• _Task statement_:
Render the listing below as a numbered list, skipping any blank lines. Leave the pictures out.

(Entries from a pointing dataset)
════
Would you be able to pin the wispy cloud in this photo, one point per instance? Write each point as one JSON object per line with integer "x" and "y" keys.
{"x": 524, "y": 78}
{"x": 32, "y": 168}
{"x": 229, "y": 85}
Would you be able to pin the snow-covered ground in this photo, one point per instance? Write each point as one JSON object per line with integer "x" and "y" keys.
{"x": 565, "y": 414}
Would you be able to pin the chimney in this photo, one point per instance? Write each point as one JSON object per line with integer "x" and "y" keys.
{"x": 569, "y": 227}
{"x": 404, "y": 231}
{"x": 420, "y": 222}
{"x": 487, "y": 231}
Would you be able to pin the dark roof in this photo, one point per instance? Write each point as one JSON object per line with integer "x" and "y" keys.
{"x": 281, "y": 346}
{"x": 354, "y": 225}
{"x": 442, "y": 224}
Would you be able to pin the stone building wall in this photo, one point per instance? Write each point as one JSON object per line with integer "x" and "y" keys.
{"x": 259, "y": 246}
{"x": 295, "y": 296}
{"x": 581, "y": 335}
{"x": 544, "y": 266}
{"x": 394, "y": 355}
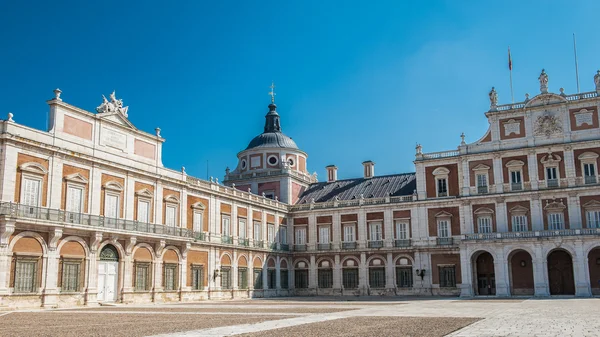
════
• _Answer to this exercise_:
1. Would you be able to pin the wispy cloud in this photo, one point per instance? Write each point as one JSON object per line with integer "x" and "y" keys.
2. {"x": 524, "y": 78}
3. {"x": 32, "y": 168}
4. {"x": 229, "y": 85}
5. Would you be able to pin the snow-covered ground in this photo, one point per instance? Write each point as one JSON object per line with integer "x" and "y" keys.
6. {"x": 565, "y": 414}
7. Would you be able to pin the chimney in this photo, one point per instance? Write each point as one JSON object per line with integer "x" and "y" keys.
8. {"x": 569, "y": 227}
9. {"x": 404, "y": 231}
10. {"x": 420, "y": 222}
11. {"x": 487, "y": 231}
12. Would you be able to pin the dark roof in this photo, one point per instance? Write each point as one JSON object per line with integer "x" and "y" keys.
13. {"x": 281, "y": 346}
14. {"x": 354, "y": 225}
15. {"x": 442, "y": 224}
16. Would you be able to pin the stone building wall in this photo, one point per instance? Write each point as one JSON object per line with integer "x" and "y" keys.
17. {"x": 259, "y": 246}
18. {"x": 295, "y": 296}
19. {"x": 581, "y": 335}
20. {"x": 544, "y": 266}
21. {"x": 394, "y": 355}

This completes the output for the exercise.